# GIVEN EXERCISE
Send back the records in full, character for character.

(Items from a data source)
----
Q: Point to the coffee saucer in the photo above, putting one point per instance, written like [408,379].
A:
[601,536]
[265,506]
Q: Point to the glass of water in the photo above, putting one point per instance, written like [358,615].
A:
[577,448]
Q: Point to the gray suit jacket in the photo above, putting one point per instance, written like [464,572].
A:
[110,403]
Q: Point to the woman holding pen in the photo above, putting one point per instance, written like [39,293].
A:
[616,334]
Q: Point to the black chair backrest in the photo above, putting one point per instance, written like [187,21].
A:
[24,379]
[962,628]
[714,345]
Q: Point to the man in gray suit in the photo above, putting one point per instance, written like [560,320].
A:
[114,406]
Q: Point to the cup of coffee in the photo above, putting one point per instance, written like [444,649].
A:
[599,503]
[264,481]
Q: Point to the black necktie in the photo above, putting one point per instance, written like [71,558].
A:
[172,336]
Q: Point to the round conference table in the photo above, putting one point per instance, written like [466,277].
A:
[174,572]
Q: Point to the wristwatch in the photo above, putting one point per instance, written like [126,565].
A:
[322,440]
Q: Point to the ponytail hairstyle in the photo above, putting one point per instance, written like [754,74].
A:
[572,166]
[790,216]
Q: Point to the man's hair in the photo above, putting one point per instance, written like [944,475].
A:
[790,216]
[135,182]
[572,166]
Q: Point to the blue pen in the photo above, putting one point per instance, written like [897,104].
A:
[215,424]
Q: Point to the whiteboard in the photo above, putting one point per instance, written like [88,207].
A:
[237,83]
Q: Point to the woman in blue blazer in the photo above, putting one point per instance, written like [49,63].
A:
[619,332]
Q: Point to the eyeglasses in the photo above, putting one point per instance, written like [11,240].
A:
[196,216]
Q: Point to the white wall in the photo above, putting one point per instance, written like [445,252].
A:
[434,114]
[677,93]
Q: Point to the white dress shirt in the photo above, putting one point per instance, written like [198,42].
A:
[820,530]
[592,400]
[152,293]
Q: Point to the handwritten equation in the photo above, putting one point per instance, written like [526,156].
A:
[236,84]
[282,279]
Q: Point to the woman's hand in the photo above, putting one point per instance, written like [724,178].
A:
----
# RESULT
Q: Point to the coffee saucer in the photo above, putting one point per instance, written like [408,379].
A:
[601,536]
[265,506]
Q: Point to the glass of water in the photo above, putting one point per instance, written like [358,615].
A:
[577,448]
Q: Point to the gray suit jacket in the photo above, putting one point per instance, written like [464,572].
A:
[110,403]
Q: Point to the woman holding pen in the photo above, putting one point per instance, written like [39,293].
A:
[616,334]
Q: Point to the black chair backrest in the photo above, putting one point per instance, written like [187,21].
A:
[24,379]
[962,628]
[714,345]
Q: Point to the man in gray suit in the photo above, putting one point per instance, written like [560,320].
A:
[114,406]
Q: Point to the cup of coffee in the photo above, putting one point per instance, written like [444,649].
A:
[599,503]
[264,481]
Q: Point to the black necktie in the photo above, putting one point per instance, written like [71,558].
A:
[172,336]
Q: Point to the round conference table in the photo above, putting one point per instance, written like [466,277].
A:
[174,572]
Q: Point to the wristwatch in the photo above, putting one point per instance, written like [126,565].
A:
[322,440]
Q: Point to the ponytail hairstyle in the photo above, putting one point per instance, written like [754,74].
A:
[572,166]
[790,216]
Q: Point to the man's hair in the photo above, putting one point per instance, written like [944,475].
A:
[790,216]
[135,182]
[572,166]
Q: Point to the blue pen in the photo above, putting one point per instance, written like [897,104].
A:
[215,424]
Q: Point to the whiteboard in the photo above, putting one point per instance, written like [88,207].
A:
[237,83]
Q: Point to the woman in blue blazer in the photo above, putting one point per instance, written like [49,63].
A:
[619,332]
Q: Point to the eyeglasses in the photo above, putting one point per instance, written like [11,240].
A:
[196,216]
Q: Point to the white wall in the photo above, putting one point per instance, written like [445,252].
A:
[434,114]
[677,93]
Q: Point to the white dress shirt in the photo above, putting one point per instance, written like [198,42].
A:
[820,530]
[592,400]
[152,293]
Q: Point to the handwritten equation in the photo above, putting one point per instance, written like [526,156].
A:
[236,84]
[282,279]
Q: Point to the woman's hand in the photo above, putting one point per instance, written like [724,178].
A:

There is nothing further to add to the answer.